##### Фрагмент текста #####
Из Кольта потому, что это револьвер крупного калибра. В затылок потому, что такой выстрел разворачивает голову и делает невозможным опознание жертвы.
После этого труп передают в ведение «Заведующего учетом тел» для дальнейшего следования. Новый «ордер», новые «исполнители» и круг чекистских «операций» замыкается.
Палач уходит на отдых, приведя в порядок «оправдательные документы» и унося с собой последнее имущество своей жертвы. А там, вдали от подвала, в ожидании нового «ордера», он предается радостям жизни, которые щедро сыплются на него сверху за трудную и ответственную работу…
Работа эта, по-видимому, не легка. Ибо даже чекистские палачи иногда не выдерживают. Сходят с ума. Тогда на место выбывшего появляется сейчас же новый «исполнитель». Работа карающего аппарата не останавливается ни на минуту.
Только на «ордере» появляется другая фамилия, и курок револьвера поднимает другая рука…
——
Таков коммунистический застенок! Во всей деятельности Ч. К. больше всего поражает сочетание приобретенного уже внешнего лоска с никем еще не превзойденной бездной мерзости и цинизма!
Здесь не говорят и не помышляют о гласности, о беспристрастности и человечности, ибо коммунистическая охранка, по мысли ее творцов была, есть и будет только органом расправы с «классовыми врагами» большевистской партии. Здесь нет «моральных» и «аморальных» методов репрессии, ибо все хорошо и все «морально», что укрепляет и охраняет господство.
Надо только «не производить лишнего шума», надо только «чисто» работать. Этот «секрет» В. Ч. К. постигла в совершенстве.
И если бы какая-нибудь любопытствующая делегация «коминтерна» посетила «учреждения» В. Ч. К., она была бы приятно поражена научными «диаграммами» следственных кабинетов, образцовой тишиной «Внутренней тюрьмы» и прочими культурными подробностями быта В. Ч. К. Ни криков, ни истязаний, ни крови, — ничего напоминающего пресловутое «варварство большевиков», измышленное «контрреволюционерами» из «социал-предателей».
И уехала бы «делегация», полная внутренним удовлетворением, с твердой решимостью трубить по всем Европам о том, что в советской России есть «закон», есть «гуманитарность», есть «справедливость»!
В могильной тишине «Внутренней тюрьмы» никто бы не шепнул этим «знатным иностранцам», что тут же за стеной старые испытанные социалисты решаются от всей этой «гуманности» на смерть и по шестнадцати суток выдерживают мучительные голодовки на глазах равнодушного, видавшего виды коммунистического начальства…
Июнь 1921. г. Москва, Лубянка.
Внутр. тюрьма В. Ч. К.
Очевидец.
ЭПОПЕЯ УВОЗА В ЯРОСЛАВЛЬ
12 августа 1920 г.
11-го августа 1920 года… день, которому суждено быть отмеченным в истории тюремных испытаний и мытарств, выпавших на долю социалистов-революционеров в период «большевистского лихолетья».
#####
Описание задания: Перечислите всё, что, согласно фрагменту о ВЧК, делегация «коминтерна» стала бы объявлять «по всем Европам» как существующее в советской России.
##### Извлечённые строки #####
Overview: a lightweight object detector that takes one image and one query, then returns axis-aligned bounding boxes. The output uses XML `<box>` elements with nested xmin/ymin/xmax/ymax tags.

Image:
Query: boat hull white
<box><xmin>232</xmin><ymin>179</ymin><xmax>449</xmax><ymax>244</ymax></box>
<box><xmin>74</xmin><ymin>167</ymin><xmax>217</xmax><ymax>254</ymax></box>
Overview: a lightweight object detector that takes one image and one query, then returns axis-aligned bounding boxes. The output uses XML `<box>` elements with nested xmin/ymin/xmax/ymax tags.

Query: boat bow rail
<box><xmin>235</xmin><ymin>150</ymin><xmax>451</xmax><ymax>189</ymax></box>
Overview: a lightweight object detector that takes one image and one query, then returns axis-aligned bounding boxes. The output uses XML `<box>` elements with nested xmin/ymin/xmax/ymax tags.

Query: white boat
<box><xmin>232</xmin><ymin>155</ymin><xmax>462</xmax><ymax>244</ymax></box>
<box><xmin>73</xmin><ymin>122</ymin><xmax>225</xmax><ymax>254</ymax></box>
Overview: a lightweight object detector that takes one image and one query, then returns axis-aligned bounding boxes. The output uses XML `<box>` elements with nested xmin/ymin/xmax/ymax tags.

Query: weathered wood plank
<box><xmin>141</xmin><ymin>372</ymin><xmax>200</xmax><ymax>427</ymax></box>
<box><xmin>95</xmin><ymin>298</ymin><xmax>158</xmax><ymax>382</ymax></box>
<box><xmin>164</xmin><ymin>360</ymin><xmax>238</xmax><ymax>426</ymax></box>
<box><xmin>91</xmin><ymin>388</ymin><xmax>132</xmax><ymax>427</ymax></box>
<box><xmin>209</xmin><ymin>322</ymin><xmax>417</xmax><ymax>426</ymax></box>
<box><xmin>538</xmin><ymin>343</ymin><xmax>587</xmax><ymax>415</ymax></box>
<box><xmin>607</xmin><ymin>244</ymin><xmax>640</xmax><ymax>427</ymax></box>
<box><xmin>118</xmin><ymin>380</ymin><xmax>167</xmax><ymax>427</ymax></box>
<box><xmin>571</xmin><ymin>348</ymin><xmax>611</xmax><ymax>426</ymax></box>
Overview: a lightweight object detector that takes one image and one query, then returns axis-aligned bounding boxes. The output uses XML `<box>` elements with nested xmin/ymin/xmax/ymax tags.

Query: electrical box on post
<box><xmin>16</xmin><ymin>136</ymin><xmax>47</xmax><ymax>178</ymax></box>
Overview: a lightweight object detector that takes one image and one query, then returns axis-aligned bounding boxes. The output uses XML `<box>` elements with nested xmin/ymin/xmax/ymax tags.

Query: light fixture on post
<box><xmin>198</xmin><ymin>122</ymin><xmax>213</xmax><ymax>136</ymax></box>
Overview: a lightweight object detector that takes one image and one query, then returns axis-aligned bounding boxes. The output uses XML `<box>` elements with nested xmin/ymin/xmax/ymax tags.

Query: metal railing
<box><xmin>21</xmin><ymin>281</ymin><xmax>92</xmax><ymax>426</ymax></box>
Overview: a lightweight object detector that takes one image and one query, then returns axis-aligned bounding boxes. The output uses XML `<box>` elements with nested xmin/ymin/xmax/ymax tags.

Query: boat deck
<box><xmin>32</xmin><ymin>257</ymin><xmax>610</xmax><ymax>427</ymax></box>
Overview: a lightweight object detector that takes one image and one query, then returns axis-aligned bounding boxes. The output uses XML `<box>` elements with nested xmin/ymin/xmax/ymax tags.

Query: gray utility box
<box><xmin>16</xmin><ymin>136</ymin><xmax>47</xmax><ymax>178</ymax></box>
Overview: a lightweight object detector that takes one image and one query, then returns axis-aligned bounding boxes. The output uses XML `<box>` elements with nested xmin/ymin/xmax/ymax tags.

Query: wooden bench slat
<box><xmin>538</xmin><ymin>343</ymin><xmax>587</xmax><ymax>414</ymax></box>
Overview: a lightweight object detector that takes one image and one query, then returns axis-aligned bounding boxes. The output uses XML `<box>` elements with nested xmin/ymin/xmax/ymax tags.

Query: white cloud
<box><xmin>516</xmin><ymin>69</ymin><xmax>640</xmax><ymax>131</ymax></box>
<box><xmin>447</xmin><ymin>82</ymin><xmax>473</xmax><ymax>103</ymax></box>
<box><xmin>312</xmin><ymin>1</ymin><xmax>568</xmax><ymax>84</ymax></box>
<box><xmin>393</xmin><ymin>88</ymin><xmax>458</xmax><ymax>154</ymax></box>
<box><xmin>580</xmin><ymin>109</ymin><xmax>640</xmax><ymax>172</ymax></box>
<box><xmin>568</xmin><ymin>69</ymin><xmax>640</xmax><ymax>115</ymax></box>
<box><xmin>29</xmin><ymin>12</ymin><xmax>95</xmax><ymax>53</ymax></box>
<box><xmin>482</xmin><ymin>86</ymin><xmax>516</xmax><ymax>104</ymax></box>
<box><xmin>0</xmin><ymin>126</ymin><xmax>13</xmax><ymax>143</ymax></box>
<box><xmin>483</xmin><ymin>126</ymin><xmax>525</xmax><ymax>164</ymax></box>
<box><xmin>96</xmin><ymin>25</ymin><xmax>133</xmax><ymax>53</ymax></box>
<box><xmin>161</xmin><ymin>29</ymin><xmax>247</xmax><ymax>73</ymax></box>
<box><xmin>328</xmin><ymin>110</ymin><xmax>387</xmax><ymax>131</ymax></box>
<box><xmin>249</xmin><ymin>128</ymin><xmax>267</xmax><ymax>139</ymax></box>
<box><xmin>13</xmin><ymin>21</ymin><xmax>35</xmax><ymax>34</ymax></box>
#####
Письменное решение: «закон», «гуманитарность», «справедливость»